Beginning at the line that contains "Guideline: for every instance of the chopped", transcribe the remaining lines of the listing exactly; include the final line and omit everything before.

##### ENTRIES PROVIDED

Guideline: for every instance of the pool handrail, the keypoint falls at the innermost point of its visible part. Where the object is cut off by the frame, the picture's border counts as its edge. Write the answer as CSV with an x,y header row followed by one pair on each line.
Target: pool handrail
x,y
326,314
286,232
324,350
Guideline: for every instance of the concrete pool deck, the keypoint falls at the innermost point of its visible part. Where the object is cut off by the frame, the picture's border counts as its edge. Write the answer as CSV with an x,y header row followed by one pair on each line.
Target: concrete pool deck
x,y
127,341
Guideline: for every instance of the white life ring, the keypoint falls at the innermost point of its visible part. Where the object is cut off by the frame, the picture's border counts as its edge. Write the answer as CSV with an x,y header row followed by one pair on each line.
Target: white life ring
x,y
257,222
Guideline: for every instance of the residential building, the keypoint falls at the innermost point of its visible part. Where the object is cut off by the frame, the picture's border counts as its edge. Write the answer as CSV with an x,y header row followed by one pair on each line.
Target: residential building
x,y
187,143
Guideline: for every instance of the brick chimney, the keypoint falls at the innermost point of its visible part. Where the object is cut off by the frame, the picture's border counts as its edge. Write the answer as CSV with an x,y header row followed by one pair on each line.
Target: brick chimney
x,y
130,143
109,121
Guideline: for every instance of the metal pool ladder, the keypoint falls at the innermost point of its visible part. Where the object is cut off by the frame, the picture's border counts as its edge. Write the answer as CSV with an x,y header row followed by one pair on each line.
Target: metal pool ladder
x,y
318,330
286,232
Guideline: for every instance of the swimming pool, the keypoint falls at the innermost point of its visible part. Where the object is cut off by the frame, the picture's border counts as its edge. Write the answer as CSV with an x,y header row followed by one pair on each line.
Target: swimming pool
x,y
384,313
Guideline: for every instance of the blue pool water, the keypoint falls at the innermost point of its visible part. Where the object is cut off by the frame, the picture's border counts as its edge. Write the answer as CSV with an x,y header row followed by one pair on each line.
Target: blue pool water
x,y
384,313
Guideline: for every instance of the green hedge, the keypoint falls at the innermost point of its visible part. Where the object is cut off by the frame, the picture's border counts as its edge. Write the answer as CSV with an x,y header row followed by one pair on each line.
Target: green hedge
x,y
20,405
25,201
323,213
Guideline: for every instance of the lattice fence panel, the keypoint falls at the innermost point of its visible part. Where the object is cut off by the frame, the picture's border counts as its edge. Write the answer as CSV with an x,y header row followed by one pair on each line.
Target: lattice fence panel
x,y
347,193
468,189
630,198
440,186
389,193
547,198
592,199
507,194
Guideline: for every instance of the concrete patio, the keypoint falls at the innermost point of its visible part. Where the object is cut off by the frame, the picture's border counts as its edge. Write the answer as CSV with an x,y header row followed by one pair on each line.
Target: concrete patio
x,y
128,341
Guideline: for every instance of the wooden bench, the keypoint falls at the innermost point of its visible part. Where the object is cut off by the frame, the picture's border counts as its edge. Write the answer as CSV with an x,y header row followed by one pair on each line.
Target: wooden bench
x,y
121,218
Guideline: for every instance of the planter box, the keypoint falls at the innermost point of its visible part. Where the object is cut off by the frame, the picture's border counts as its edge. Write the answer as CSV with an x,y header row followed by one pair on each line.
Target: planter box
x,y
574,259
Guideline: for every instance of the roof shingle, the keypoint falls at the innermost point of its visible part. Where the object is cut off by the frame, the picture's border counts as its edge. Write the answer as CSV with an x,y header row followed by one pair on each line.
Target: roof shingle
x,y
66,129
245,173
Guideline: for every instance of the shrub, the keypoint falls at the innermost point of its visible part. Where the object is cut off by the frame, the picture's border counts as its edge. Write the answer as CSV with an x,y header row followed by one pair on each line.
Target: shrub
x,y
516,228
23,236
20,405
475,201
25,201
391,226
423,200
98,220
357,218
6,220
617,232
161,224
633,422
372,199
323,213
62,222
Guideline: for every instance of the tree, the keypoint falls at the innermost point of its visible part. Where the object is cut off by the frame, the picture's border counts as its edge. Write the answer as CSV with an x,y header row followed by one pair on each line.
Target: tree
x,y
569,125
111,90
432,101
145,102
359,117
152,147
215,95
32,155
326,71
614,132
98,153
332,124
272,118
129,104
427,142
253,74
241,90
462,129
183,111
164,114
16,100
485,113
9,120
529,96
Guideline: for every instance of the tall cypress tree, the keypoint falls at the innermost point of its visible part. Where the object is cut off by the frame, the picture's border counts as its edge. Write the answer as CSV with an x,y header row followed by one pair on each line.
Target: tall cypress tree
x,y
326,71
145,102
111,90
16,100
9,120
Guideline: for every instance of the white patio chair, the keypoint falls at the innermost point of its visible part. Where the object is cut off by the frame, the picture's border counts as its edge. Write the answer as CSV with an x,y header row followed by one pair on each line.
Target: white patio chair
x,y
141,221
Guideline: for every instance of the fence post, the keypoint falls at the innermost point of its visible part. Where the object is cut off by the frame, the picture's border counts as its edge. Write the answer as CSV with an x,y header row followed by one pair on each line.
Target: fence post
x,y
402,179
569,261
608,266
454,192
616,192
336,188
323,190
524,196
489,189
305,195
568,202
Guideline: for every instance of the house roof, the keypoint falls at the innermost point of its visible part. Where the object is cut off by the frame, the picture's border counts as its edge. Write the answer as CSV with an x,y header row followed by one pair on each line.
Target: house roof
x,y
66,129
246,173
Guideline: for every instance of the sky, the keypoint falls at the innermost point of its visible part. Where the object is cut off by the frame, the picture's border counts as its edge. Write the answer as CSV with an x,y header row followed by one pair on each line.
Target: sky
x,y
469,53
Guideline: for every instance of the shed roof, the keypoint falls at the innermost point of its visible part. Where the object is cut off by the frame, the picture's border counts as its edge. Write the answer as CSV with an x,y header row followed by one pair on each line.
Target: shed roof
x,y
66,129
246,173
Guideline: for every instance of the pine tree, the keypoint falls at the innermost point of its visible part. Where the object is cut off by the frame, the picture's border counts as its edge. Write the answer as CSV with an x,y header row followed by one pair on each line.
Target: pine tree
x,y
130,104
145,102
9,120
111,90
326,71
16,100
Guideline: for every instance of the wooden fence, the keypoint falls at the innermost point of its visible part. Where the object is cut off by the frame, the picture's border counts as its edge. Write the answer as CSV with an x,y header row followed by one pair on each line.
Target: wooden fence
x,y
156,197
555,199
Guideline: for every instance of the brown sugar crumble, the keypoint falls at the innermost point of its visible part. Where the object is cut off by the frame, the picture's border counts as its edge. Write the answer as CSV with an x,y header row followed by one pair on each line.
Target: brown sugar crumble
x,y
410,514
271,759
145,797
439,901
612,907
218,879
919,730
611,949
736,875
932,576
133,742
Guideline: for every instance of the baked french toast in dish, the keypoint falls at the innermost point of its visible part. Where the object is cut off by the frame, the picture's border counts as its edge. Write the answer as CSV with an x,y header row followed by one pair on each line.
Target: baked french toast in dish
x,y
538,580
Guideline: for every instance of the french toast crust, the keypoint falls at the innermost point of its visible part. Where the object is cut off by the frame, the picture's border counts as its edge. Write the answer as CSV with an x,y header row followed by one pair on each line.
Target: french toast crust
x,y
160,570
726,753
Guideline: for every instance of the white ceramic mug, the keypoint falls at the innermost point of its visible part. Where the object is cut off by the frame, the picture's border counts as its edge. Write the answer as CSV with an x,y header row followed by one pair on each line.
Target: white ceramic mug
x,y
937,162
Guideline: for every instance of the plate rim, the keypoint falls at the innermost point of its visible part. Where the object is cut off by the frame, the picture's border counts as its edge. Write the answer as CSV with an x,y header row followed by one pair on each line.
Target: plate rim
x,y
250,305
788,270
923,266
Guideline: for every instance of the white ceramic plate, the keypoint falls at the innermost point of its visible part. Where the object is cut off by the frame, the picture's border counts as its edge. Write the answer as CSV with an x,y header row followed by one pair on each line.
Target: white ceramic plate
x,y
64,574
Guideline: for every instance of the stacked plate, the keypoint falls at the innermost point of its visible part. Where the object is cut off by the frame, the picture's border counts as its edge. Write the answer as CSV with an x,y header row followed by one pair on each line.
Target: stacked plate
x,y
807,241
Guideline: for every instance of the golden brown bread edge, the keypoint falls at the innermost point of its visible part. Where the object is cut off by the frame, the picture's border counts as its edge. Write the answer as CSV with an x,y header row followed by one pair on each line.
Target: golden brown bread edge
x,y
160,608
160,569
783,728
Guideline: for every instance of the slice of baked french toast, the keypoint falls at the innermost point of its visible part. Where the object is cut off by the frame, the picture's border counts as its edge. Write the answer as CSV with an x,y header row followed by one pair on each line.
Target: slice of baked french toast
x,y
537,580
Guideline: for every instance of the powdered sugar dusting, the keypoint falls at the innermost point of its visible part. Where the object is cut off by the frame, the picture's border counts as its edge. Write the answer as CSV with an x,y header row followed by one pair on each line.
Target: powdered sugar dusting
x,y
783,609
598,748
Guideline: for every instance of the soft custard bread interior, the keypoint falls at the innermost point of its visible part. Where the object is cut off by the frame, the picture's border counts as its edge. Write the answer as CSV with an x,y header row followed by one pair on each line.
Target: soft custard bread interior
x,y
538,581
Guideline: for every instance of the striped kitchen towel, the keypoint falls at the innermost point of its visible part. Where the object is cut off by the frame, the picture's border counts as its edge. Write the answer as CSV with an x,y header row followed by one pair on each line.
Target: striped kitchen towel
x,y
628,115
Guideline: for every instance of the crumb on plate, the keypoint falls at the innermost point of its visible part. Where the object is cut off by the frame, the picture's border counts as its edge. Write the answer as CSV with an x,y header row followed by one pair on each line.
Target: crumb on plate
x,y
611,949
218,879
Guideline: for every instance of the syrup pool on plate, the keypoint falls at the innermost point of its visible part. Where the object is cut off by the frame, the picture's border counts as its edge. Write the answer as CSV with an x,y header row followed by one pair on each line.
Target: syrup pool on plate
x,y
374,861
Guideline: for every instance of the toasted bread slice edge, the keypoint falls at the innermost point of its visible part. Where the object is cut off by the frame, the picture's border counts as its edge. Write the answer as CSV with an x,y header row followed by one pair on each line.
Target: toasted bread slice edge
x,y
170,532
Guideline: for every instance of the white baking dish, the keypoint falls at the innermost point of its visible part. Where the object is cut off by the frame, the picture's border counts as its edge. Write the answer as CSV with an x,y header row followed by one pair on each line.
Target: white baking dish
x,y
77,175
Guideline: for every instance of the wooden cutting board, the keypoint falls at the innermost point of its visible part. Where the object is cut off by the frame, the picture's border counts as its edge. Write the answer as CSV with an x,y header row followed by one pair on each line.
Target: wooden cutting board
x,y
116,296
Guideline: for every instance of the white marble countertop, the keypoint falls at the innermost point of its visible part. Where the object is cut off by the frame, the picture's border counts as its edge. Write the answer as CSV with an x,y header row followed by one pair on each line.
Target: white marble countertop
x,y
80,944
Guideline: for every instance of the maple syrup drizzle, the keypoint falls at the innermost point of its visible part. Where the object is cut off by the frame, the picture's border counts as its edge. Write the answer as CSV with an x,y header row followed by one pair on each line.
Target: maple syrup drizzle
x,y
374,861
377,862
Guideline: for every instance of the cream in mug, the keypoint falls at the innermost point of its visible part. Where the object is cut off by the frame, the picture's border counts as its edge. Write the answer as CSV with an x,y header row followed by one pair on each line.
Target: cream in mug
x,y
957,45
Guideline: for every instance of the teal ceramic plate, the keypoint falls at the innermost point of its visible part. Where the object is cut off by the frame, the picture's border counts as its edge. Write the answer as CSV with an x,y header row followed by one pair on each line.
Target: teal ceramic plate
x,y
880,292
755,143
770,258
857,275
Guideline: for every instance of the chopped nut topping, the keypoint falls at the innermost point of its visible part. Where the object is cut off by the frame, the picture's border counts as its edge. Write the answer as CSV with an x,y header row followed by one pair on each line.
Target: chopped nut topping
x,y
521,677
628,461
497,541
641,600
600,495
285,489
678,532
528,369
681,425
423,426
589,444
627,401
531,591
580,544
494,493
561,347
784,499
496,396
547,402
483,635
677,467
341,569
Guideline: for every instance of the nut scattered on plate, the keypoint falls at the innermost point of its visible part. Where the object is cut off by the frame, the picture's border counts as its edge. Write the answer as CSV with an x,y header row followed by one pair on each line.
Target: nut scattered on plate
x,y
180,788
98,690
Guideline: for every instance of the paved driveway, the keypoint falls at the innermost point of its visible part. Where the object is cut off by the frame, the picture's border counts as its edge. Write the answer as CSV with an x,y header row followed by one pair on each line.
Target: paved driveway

##########

## CORRECT RESULT
Guideline: for every instance of the chopped nut topping, the keypoint falls at the innermost point of its visible part. Where the object is cut off by the frame, the picture's border counts as its edge. Write the answer as CSV with an x,y header row followed by one pair on each line.
Target: chopped nut topping
x,y
521,677
628,461
497,541
641,600
600,495
285,489
678,532
528,369
681,425
423,426
589,444
627,401
531,591
580,544
494,493
561,347
784,499
496,396
547,402
483,635
677,467
341,569
Guideline: for every instance of the nut scattered on plate, the keypoint falls at the innermost point of its visible part. Where the object is cut off by the frame, the picture's border counts as its edge. Write the answer as CSV with an x,y header row followed by one pair on each line.
Target: nut scattered on plate
x,y
180,788
98,690
Guideline: for every instance of the paved driveway, the keypoint falls at the innermost point of its visible part. Where the object is cut off by the frame, the picture's border counts as its edge. Write the answer as CSV with an x,y header row followed by one pair on each line.
Target: paved driveway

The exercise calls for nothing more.